***** SUPPLIED RECORDS

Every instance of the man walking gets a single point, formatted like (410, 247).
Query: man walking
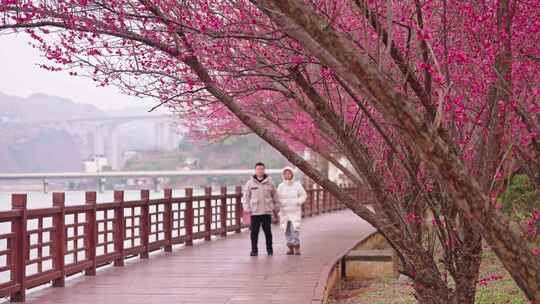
(260, 201)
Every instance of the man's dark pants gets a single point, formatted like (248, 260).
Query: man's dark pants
(264, 220)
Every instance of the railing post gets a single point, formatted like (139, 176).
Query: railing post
(59, 199)
(238, 210)
(167, 219)
(207, 214)
(189, 217)
(18, 227)
(224, 212)
(91, 232)
(145, 223)
(324, 202)
(311, 197)
(119, 228)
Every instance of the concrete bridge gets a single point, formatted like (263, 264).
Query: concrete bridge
(99, 135)
(191, 249)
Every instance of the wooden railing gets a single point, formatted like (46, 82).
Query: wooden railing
(41, 246)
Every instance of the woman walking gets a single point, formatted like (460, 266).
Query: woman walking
(291, 195)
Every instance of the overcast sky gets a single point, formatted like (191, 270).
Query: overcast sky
(20, 76)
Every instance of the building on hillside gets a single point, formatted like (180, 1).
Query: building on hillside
(95, 164)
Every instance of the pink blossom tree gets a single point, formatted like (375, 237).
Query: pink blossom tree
(431, 102)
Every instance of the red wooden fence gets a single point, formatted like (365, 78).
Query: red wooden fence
(41, 246)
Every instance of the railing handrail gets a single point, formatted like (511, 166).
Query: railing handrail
(92, 230)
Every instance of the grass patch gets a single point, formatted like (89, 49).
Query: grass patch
(496, 287)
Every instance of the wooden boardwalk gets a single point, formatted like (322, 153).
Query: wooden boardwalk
(221, 271)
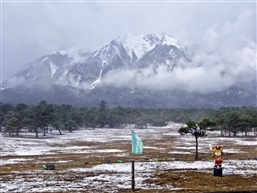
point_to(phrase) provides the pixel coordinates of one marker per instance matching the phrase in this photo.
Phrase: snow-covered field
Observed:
(78, 167)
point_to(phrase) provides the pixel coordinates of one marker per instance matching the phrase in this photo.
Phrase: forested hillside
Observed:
(44, 117)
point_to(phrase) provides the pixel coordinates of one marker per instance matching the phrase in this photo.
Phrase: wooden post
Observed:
(133, 174)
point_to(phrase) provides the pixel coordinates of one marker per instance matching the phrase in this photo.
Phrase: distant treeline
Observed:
(44, 117)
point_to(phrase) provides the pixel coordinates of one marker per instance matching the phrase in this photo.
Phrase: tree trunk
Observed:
(45, 129)
(196, 148)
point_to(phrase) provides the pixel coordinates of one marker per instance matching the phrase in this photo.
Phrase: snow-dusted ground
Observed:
(110, 177)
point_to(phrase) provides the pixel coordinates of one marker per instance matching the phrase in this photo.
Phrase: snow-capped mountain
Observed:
(81, 77)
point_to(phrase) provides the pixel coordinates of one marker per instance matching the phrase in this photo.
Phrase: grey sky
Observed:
(32, 29)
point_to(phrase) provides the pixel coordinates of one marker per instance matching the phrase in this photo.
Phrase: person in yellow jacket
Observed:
(217, 155)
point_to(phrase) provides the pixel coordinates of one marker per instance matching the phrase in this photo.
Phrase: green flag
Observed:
(137, 144)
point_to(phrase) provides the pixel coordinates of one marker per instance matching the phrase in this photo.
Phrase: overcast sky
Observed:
(33, 29)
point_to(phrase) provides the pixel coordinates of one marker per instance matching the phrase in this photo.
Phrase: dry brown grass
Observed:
(188, 181)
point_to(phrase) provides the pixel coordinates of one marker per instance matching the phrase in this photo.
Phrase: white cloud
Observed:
(221, 35)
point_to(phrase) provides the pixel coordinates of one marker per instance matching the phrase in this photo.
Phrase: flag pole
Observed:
(133, 173)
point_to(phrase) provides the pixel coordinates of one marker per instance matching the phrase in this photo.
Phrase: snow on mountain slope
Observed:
(157, 68)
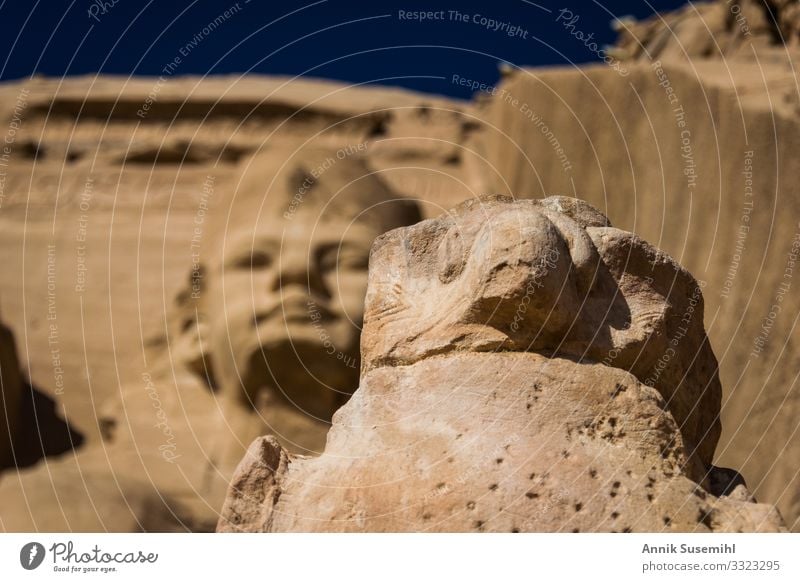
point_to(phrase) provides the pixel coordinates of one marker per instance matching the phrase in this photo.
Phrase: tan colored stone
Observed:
(475, 413)
(10, 393)
(263, 340)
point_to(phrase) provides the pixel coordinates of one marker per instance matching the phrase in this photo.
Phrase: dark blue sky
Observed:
(348, 40)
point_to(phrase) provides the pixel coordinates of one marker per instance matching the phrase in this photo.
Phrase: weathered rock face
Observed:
(703, 171)
(718, 29)
(514, 379)
(10, 393)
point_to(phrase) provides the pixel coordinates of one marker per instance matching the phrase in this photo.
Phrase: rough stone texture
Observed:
(719, 29)
(460, 423)
(726, 211)
(112, 200)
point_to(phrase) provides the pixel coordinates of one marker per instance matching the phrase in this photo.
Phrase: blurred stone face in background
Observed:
(286, 282)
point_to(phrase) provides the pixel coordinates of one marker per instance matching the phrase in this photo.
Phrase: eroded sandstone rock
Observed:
(718, 29)
(525, 367)
(263, 340)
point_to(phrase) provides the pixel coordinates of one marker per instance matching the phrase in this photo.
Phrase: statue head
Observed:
(278, 297)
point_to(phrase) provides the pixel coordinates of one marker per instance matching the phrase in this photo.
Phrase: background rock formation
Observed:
(460, 424)
(10, 394)
(718, 29)
(263, 340)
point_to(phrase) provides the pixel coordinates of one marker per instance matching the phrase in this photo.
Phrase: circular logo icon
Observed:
(31, 555)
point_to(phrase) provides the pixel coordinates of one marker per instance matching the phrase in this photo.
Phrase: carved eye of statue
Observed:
(344, 256)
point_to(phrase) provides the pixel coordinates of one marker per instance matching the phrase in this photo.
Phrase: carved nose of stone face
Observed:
(298, 269)
(523, 282)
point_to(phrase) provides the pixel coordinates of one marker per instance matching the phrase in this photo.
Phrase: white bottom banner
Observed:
(380, 557)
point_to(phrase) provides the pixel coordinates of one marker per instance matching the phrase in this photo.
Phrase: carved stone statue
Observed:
(10, 393)
(526, 367)
(263, 340)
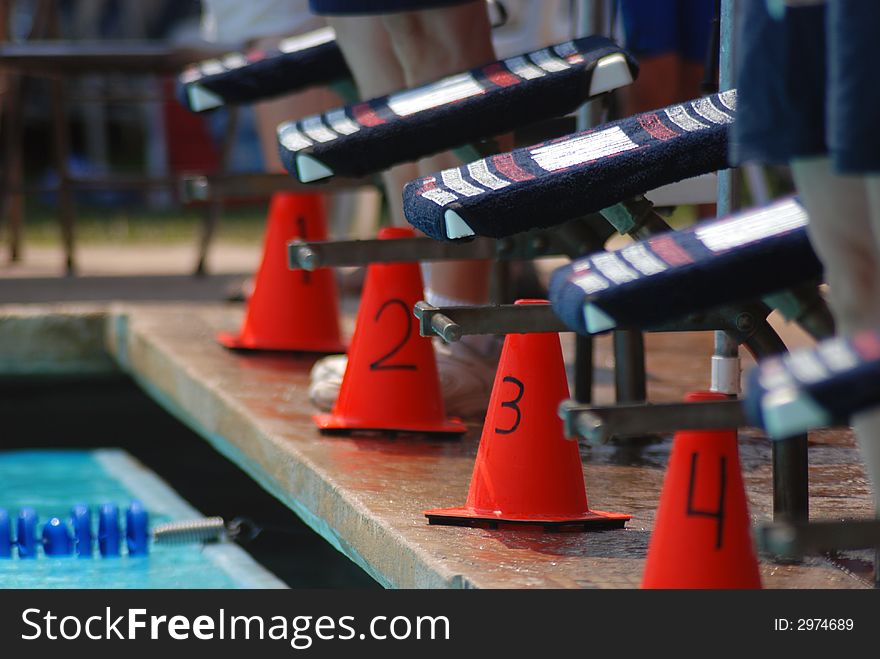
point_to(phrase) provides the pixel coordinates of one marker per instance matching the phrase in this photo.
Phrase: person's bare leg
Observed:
(365, 43)
(430, 44)
(844, 230)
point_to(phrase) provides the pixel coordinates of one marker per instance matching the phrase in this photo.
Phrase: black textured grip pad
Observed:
(550, 183)
(668, 276)
(812, 387)
(238, 78)
(371, 136)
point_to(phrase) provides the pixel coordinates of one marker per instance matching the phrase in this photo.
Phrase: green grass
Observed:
(240, 224)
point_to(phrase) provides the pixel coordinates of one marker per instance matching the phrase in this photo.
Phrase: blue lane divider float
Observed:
(26, 533)
(137, 524)
(108, 530)
(56, 538)
(5, 535)
(81, 521)
(75, 537)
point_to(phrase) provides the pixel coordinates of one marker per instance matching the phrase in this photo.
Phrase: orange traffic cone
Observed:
(391, 381)
(702, 534)
(526, 471)
(290, 310)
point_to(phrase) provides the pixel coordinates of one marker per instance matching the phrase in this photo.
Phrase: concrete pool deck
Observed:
(366, 495)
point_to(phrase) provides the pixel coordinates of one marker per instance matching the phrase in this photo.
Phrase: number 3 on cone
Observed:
(514, 405)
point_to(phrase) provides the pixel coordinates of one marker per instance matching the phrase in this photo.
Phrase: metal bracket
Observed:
(570, 238)
(598, 424)
(794, 539)
(451, 323)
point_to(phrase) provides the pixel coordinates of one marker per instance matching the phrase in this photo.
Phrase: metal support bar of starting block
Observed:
(576, 237)
(229, 185)
(796, 539)
(799, 538)
(451, 323)
(598, 425)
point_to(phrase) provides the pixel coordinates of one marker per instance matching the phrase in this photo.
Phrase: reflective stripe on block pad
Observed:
(371, 136)
(237, 78)
(670, 275)
(547, 184)
(815, 387)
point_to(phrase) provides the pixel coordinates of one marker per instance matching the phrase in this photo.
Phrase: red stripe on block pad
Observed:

**********

_GOAL OF THE EXERCISE:_ Copy out exactly, with no pictures, the lines of the data from the first one through the line bearing "Every instance of the railing post".

_EXPECTED ANSWER:_
Every instance of the man walking gets a single point, formatted like (410, 247).
Query: man walking
(260, 201)
Every instance of the man's dark pants gets a single point, formatted like (248, 260).
Query: man's dark pants
(264, 220)
Every instance of the railing post gets a single point, formatted like (139, 176).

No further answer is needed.